● **What is asked**:
How many lines in the records below contain the string "logo", with case counting? Reply with the number alone.

● **Material for the task**:
================
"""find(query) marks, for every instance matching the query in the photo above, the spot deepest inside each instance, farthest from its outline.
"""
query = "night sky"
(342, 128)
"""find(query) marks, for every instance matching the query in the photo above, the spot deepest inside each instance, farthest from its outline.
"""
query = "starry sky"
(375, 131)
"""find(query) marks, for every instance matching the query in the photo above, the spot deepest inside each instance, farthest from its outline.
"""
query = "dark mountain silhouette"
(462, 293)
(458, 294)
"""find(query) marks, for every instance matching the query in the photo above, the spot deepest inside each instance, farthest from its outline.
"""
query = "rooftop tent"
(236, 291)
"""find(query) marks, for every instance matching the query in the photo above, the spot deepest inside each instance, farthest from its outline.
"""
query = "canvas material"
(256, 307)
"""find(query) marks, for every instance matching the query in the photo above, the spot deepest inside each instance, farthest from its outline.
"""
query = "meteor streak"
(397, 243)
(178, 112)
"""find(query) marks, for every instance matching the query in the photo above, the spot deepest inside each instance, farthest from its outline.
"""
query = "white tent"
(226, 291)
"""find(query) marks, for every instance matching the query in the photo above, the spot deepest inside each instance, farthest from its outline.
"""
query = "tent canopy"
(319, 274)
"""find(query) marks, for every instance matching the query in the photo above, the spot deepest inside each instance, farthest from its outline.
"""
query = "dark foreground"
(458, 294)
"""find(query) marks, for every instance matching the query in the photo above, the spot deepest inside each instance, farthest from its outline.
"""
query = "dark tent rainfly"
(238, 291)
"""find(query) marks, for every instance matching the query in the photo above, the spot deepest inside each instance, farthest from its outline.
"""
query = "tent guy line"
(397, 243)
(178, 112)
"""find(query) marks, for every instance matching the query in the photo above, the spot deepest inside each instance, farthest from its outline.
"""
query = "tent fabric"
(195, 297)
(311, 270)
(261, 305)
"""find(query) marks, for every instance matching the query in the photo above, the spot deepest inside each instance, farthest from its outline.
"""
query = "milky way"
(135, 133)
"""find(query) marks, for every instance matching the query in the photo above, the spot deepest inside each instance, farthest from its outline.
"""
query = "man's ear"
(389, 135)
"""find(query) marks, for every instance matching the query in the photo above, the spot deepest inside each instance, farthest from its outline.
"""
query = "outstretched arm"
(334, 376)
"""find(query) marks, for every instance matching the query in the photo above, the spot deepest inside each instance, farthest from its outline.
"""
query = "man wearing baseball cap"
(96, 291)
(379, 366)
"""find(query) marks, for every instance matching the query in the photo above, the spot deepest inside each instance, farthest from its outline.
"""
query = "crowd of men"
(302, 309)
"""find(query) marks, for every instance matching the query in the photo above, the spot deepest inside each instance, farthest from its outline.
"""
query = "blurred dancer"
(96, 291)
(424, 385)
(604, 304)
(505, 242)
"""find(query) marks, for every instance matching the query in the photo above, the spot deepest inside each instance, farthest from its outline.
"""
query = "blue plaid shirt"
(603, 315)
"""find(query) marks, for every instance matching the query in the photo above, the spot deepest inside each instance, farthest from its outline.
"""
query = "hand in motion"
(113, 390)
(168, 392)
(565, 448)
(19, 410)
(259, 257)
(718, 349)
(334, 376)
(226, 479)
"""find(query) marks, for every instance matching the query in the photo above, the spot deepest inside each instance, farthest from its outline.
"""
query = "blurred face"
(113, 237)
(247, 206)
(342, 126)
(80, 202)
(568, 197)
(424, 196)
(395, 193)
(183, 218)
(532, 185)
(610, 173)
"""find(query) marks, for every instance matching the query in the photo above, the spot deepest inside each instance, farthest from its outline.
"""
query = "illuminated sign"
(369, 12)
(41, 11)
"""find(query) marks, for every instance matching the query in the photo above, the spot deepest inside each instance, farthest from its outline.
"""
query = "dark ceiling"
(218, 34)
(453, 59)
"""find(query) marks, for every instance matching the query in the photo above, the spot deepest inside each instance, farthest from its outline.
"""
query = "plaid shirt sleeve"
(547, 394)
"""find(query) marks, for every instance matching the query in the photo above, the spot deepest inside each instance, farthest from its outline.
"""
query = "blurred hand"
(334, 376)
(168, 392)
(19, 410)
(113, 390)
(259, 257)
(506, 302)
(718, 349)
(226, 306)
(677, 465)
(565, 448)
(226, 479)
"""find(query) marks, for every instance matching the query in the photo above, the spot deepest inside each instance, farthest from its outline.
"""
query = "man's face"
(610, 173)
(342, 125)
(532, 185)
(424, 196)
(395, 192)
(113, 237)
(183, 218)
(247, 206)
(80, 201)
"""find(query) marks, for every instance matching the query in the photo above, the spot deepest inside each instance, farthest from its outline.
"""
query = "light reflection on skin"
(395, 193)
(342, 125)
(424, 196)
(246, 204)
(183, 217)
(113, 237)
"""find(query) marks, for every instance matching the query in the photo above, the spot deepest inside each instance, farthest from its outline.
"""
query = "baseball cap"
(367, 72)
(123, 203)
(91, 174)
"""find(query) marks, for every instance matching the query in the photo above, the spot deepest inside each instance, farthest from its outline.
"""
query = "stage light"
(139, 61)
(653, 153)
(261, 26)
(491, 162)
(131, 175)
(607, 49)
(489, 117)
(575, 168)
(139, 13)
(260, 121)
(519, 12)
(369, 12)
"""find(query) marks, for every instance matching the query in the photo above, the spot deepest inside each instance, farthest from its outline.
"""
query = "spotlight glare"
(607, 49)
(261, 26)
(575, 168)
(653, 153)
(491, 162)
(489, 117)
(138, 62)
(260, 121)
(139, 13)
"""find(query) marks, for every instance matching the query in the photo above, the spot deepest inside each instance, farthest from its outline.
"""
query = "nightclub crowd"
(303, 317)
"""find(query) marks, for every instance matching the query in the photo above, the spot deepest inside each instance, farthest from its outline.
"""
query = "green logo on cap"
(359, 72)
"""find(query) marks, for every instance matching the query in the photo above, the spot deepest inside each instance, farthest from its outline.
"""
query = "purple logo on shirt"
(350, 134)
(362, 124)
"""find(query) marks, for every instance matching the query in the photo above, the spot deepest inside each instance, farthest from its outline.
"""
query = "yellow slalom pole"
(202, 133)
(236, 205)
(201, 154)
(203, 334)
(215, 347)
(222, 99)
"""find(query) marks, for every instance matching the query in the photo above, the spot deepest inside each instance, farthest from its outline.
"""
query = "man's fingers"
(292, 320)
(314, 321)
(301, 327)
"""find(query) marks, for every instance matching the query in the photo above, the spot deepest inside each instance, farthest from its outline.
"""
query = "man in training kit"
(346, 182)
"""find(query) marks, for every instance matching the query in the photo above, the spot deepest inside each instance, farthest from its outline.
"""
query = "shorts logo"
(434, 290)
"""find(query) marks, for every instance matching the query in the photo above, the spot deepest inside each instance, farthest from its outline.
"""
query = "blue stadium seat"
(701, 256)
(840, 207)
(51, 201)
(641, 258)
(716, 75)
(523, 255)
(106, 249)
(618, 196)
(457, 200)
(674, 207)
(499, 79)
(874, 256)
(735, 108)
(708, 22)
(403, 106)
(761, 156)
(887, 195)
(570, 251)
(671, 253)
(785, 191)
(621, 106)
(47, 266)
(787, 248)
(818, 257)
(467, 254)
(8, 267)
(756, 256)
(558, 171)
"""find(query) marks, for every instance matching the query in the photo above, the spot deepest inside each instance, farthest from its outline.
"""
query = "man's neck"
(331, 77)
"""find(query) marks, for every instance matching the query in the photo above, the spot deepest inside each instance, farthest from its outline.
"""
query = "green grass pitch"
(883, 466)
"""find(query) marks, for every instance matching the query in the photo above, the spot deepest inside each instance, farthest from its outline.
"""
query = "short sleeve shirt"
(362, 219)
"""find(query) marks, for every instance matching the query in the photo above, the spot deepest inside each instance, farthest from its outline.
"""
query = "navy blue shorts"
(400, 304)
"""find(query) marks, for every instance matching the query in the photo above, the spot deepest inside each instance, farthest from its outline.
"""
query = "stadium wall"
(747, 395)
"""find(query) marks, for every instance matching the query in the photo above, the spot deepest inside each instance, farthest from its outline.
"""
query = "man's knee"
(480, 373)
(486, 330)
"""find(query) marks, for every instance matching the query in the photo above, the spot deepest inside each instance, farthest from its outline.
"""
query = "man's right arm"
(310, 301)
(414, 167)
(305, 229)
================
● **Worked solution**:
3